- _Quoted text_

This is the mail archive of the
libc-ports@sources.redhat.com
mailing list for the libc-ports project.
[PATCH 09/14] tilegx: small performance fix for string routines
- From: Chris Metcalf <cmetcalf at tilera dot com>
- To: <libc-ports at sourceware dot org>
- Date: Fri, 11 May 2012 18:03:58 -0400
- Subject: [PATCH 09/14] tilegx: small performance fix for string routines
- References: <4FB161CE.6070905@tilera.com>
We were multiplying a byte by 0x0101010101010101ULL to create a
constant for SIMD ops, but the compiler isn't good at optimizing
this case (the fact that one operand is a byte is lost by the time
it would be possible to do the optimization). So instead we add
a helper routine that explicitly uses SIMD ops to create the constant.
---
ChangeLog.tile | 11 +++++++++++
sysdeps/tile/tilegx/memchr.c | 4 ++--
sysdeps/tile/tilegx/memset.c | 5 +++--
sysdeps/tile/tilegx/rawmemchr.c | 4 ++--
sysdeps/tile/tilegx/strchr.c | 4 ++--
sysdeps/tile/tilegx/strchrnul.c | 4 ++--
sysdeps/tile/tilegx/string-endian.h | 12 +++++++++++-
sysdeps/tile/tilegx/strrchr.c | 4 ++--
8 files changed, 35 insertions(+), 13 deletions(-)
diff --git a/ChangeLog.tile b/ChangeLog.tile
index 83136aa..3c192e9 100644
--- a/ChangeLog.tile
+++ b/ChangeLog.tile
@@ -1,5 +1,16 @@
2012-05-12 Chris Metcalf <cmetcalf@tilera.com>
+ * sysdeps/tile/tilegx/memchr.c: Use new copy_byte() function
+ to efficiently generate a large constant for masking.
+ * sysdeps/tile/tilegx/memset.c: Likewise.
+ * sysdeps/tile/tilegx/rawmemchr.c: Likewise.
+ * sysdeps/tile/tilegx/strchr.c: Likewise.
+ * sysdeps/tile/tilegx/strchrnul.c: Likewise.
+ * sysdeps/tile/tilegx/strrchr.c: Likewise.
+ * sysdeps/tile/tilegx/string-endian.h (copy_byte): New function.
+
+2012-05-12 Chris Metcalf <cmetcalf@tilera.com>
+
* sysdeps/tile/tilegx/memcpy.c: Allow memcpy(p, p, n)
without corrupting memory at "p".

- _Provided records_
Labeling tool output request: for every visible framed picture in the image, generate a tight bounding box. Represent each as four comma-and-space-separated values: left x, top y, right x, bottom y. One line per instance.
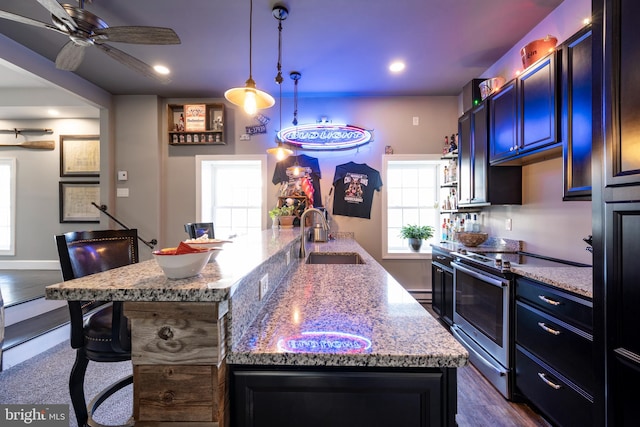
60, 135, 100, 177
59, 181, 100, 222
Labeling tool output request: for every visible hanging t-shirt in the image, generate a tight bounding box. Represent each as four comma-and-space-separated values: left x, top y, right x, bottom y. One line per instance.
333, 162, 382, 219
271, 154, 323, 207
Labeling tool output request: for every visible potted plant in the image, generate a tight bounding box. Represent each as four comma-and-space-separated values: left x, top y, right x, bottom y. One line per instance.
269, 205, 296, 228
400, 224, 433, 252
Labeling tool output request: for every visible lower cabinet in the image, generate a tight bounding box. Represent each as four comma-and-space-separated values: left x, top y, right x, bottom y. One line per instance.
515, 277, 595, 426
228, 365, 457, 427
431, 248, 453, 326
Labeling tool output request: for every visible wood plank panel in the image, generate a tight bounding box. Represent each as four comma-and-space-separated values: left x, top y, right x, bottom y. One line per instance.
125, 302, 220, 365
133, 365, 219, 424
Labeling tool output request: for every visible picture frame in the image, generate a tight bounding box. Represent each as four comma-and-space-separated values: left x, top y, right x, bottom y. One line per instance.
60, 135, 100, 177
59, 181, 100, 223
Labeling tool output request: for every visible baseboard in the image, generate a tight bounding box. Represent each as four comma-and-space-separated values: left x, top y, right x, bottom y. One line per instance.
0, 260, 60, 270
1, 324, 71, 371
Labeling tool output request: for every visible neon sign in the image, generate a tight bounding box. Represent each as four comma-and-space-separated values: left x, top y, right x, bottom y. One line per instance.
278, 124, 373, 150
278, 332, 371, 354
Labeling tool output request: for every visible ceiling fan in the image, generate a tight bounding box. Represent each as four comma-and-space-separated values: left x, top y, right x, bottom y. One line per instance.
0, 0, 180, 83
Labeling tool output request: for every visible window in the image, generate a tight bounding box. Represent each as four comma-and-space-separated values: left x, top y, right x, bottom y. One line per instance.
0, 158, 16, 255
196, 155, 267, 239
382, 154, 445, 259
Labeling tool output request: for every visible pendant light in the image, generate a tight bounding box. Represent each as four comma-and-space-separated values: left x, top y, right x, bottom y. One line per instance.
287, 71, 303, 177
224, 0, 276, 115
267, 5, 293, 161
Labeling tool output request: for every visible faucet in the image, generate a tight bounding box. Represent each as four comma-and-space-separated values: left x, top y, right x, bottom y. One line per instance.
299, 208, 329, 259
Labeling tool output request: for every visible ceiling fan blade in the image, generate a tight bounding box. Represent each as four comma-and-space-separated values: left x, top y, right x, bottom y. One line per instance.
94, 44, 171, 84
0, 10, 68, 35
56, 41, 84, 71
38, 0, 78, 30
94, 26, 180, 44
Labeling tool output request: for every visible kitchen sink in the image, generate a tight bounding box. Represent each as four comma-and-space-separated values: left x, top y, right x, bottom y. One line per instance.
307, 252, 364, 264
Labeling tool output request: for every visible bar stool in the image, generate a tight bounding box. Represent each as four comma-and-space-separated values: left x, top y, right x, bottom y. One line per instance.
55, 229, 138, 427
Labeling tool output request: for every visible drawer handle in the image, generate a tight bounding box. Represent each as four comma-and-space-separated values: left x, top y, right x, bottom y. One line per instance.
538, 295, 560, 305
538, 322, 560, 335
538, 372, 560, 390
158, 326, 173, 341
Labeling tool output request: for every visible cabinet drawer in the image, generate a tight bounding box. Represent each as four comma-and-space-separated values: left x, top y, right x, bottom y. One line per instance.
516, 348, 593, 426
516, 277, 593, 332
516, 301, 594, 392
133, 365, 219, 426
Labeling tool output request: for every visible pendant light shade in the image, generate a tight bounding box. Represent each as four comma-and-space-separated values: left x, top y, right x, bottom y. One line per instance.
224, 0, 276, 115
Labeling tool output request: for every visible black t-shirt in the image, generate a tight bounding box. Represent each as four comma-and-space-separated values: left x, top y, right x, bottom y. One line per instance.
271, 154, 323, 207
333, 162, 382, 219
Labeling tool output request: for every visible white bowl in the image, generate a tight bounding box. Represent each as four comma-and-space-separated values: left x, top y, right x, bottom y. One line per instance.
153, 248, 212, 279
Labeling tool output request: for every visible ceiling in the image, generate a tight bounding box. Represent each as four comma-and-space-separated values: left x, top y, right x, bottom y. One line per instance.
0, 0, 562, 119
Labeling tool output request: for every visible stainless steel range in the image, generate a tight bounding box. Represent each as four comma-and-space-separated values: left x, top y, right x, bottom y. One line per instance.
451, 251, 579, 400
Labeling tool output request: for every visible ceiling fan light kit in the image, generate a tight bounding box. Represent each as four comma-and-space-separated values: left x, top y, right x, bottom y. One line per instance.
0, 0, 180, 83
224, 0, 276, 115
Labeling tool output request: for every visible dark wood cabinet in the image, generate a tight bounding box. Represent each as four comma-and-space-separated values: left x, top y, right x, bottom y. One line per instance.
458, 102, 522, 208
488, 80, 520, 163
431, 248, 453, 326
560, 25, 593, 200
230, 365, 457, 427
517, 52, 559, 154
515, 277, 595, 426
592, 0, 640, 426
489, 52, 561, 165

- _Problems and tasks_
• A. Please reproduce the tilegx patch text word for word, beginning at "diff --git a/ChangeLog.tile" and stopping after "constant for masking.".
• B. Pick out every line of the rows that contains the string "wood", with case counting.

- _Responses to the tasks_
• A.
diff --git a/ChangeLog.tile b/ChangeLog.tile
index 83136aa..3c192e9 100644
--- a/ChangeLog.tile
+++ b/ChangeLog.tile
@@ -1,5 +1,16 @@
2012-05-12 Chris Metcalf <cmetcalf@tilera.com>
+ * sysdeps/tile/tilegx/memchr.c: Use new copy_byte() function
+ to efficiently generate a large constant for masking.

• B.
Labeling tool output request: for every visible wood plank panel in the image, generate a tight bounding box. Represent each as four comma-and-space-separated values: left x, top y, right x, bottom y. One line per instance.
Labeling tool output request: for every visible dark wood cabinet in the image, generate a tight bounding box. Represent each as four comma-and-space-separated values: left x, top y, right x, bottom y. One line per instance.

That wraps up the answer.